Ensemble contre le coronavirus
15H30 - lundi 16 mars 2020

Relire Camus. La chronique de Philippe Boyer

 

C’est sur fond d’épidémie qu’Albert Camus écrit sur la nature humaine. Son roman « La peste » s’avère plus que jamais une lecture utile.

Alors que le télétravail tend à se généraliser du fait de la crise sanitaire liée au coronavirus, qu’allons-nous faire du temps supplémentaire qui se présente à nous du fait que nous n’aurons plus à prendre les transports en commun ou nos voitures pour nous rendre sur nos lieux de travail ? Nous disposerons alors d’un supplément de temps précieux qui pourrait être, de manière certaine, utilement occupé. Si pour l’instant, cette présence à domicile a plutôt eu pour conséquence de faire bondir le chiffre d’affaire de sociétés dites « stay at home » (restez à la maison), celles ayant développé des services ou des produits que l’on utilise chez soi, du type livraison à domicile ou vidéo streaming : Netflix, Amazon Prime…., cette situation sanitaire tout à fait inédite a aussi eu pour effet de doper les ventes de quelques livres qu’il deviendrait ainsi urgent de lire ou de relire pour réfléchir et prendre du recul face aux circonstances actuelles.

§ **Enregistrements extraits**:
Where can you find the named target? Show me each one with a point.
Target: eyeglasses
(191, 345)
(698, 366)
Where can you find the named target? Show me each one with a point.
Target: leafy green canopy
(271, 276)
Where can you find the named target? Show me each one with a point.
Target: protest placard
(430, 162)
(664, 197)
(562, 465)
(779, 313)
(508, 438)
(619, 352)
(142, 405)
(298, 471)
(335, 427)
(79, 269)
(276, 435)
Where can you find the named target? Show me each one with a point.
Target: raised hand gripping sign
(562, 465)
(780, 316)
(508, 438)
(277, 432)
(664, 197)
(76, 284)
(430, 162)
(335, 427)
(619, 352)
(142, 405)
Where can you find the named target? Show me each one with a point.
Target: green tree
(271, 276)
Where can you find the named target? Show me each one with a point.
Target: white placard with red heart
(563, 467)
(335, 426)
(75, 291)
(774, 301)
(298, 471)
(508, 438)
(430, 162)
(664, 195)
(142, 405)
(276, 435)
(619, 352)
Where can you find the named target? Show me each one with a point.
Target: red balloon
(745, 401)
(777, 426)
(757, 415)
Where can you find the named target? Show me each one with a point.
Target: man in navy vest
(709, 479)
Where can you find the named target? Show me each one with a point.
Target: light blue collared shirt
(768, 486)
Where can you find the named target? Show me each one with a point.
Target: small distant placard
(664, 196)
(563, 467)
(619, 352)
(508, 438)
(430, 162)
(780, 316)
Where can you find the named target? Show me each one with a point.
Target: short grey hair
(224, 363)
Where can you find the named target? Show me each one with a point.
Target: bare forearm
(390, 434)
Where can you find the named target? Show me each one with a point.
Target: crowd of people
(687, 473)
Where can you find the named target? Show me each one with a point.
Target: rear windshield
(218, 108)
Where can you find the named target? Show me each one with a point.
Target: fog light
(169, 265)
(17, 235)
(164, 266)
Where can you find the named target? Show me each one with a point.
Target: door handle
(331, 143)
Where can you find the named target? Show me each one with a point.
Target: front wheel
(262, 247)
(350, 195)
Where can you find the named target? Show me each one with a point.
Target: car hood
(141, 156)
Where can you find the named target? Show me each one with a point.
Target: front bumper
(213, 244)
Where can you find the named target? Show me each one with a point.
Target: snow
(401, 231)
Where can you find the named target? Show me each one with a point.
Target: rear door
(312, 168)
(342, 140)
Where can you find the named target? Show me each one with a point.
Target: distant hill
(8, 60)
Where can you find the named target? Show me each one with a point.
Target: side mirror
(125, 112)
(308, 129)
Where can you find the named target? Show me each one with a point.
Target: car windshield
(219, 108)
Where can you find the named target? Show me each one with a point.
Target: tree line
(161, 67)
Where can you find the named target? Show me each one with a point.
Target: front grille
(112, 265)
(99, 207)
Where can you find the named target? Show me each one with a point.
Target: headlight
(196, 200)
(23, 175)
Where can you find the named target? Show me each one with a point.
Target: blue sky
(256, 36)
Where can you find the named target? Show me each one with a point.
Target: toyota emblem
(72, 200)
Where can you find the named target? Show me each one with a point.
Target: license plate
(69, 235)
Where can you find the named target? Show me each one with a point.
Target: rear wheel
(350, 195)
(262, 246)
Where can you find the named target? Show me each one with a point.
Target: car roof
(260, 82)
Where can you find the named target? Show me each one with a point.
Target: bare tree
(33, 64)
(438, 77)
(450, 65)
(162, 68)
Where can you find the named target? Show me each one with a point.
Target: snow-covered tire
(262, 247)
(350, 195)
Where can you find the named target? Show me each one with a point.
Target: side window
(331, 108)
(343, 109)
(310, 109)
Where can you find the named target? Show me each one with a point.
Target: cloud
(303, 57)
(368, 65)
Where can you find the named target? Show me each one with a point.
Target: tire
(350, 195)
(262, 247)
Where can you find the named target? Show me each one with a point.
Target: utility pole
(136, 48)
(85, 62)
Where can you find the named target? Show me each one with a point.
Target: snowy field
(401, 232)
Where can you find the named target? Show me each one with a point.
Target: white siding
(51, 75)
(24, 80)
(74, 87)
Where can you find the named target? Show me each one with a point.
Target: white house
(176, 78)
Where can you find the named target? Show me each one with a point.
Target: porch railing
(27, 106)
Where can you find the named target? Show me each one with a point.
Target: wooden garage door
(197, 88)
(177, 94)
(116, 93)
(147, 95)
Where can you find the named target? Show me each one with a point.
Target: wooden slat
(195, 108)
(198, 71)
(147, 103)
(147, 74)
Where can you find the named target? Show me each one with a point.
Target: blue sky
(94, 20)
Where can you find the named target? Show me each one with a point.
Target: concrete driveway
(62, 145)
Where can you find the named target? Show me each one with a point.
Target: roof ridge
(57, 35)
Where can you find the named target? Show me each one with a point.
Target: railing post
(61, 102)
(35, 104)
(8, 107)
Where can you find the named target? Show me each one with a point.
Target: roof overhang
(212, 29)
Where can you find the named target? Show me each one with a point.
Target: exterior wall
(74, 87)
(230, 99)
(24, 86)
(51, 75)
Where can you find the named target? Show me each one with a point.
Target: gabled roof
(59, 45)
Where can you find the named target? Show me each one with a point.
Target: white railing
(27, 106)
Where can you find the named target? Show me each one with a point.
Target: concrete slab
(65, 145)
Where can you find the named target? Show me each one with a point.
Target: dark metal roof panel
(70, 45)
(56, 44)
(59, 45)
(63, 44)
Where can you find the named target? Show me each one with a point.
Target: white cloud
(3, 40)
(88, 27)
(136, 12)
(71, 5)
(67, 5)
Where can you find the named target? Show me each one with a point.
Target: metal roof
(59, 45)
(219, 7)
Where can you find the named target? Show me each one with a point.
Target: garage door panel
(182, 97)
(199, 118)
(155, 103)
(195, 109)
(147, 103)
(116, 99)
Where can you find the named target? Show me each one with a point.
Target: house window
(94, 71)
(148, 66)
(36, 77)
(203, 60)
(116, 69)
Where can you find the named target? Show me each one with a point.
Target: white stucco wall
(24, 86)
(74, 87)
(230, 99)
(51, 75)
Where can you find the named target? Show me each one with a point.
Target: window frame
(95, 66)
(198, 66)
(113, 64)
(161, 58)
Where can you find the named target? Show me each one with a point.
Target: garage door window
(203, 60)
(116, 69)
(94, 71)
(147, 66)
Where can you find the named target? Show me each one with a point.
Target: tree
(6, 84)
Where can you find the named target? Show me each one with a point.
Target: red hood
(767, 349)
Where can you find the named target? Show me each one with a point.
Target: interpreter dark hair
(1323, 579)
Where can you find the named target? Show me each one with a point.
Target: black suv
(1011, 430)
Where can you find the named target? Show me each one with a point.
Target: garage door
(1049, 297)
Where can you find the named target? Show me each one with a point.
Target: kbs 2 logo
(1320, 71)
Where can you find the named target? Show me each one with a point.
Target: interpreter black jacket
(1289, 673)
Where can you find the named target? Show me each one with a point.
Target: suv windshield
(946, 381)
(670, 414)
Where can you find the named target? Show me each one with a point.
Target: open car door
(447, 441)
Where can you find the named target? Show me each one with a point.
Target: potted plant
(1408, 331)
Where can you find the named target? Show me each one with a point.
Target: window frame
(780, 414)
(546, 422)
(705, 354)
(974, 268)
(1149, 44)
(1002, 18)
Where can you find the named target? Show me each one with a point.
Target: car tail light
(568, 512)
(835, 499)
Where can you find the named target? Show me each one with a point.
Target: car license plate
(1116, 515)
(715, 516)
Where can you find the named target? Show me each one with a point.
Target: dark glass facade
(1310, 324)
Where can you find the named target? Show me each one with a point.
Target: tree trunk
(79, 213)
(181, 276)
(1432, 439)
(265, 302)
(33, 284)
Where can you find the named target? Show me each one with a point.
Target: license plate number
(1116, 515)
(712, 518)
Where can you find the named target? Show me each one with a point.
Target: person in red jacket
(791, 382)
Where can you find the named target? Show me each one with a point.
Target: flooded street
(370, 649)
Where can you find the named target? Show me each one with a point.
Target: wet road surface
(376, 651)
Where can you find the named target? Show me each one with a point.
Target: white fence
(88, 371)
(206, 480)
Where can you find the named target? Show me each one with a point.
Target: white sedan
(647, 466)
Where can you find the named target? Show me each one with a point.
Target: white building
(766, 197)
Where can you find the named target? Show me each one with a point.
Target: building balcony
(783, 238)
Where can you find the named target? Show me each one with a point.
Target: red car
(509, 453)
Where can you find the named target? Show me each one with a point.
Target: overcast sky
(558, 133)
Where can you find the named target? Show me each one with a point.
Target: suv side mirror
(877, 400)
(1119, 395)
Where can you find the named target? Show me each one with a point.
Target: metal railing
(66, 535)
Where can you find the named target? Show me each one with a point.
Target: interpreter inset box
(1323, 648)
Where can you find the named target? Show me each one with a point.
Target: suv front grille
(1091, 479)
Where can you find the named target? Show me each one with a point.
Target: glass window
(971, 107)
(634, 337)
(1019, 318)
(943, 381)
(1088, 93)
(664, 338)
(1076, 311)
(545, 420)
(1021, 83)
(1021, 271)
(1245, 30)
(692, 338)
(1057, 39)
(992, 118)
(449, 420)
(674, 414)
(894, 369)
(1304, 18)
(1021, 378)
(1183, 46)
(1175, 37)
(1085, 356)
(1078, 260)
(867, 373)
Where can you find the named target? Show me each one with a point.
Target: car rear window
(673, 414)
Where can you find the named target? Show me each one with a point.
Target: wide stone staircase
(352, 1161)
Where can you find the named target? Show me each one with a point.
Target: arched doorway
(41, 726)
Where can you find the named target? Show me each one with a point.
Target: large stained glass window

§ **Consigne**: Poursuivez le texte sur la relecture de « La peste » de Camus à partir de sa dernière phrase.

§ **Corrigé**:
Docteur Rieux

Le roman philosophique, « La peste »[1] d’Albert Camus fait partie de ces livres auxquels on veut se raccrocher, comme il en avait été de même au lendemain des attentats de Paris où le petit opuscule d’Ernest Hemingway, « Paris est une fête », texte inachevé, était devenu en quelques semaines le symbole de cette résistance contre le terrorisme dans la capitale. Avec « La Peste », Camus imagine qu’une épidémie de peste s’est abattue sur la ville d’Oran, en Algérie. A travers le journal d’un médecin, le docteur Rieux, on assiste à la propagation de l’épidémie dans une ville coupée du monde. L’enchaînement du récit et ses rebondissements sont d’une saisissante actualité : la description des symptômes, la mobilisation de la science et les espoirs suscités par la découverte d’un nouveau vaccin, voire, les agonies et les enterrements… Mais ce roman n’est pas que noirceur. Au contraire, c’est même plutôt un livre d’espoir puisqu’on y croise toute une galerie de personnages (le journaliste Rambert, l’intellectuel Tarrou, le curé Paneloux et bien sûr, le médecin Rieux…) qui, chacun à leur manière, se dévouent sans répit pour contenir le mal qui ronge les habitants de cette ville. Comme l’écrit Camus, des « héros insignifiants et effacés » mais qui tous font œuvre de fraternité dans une lutte contre la maladie.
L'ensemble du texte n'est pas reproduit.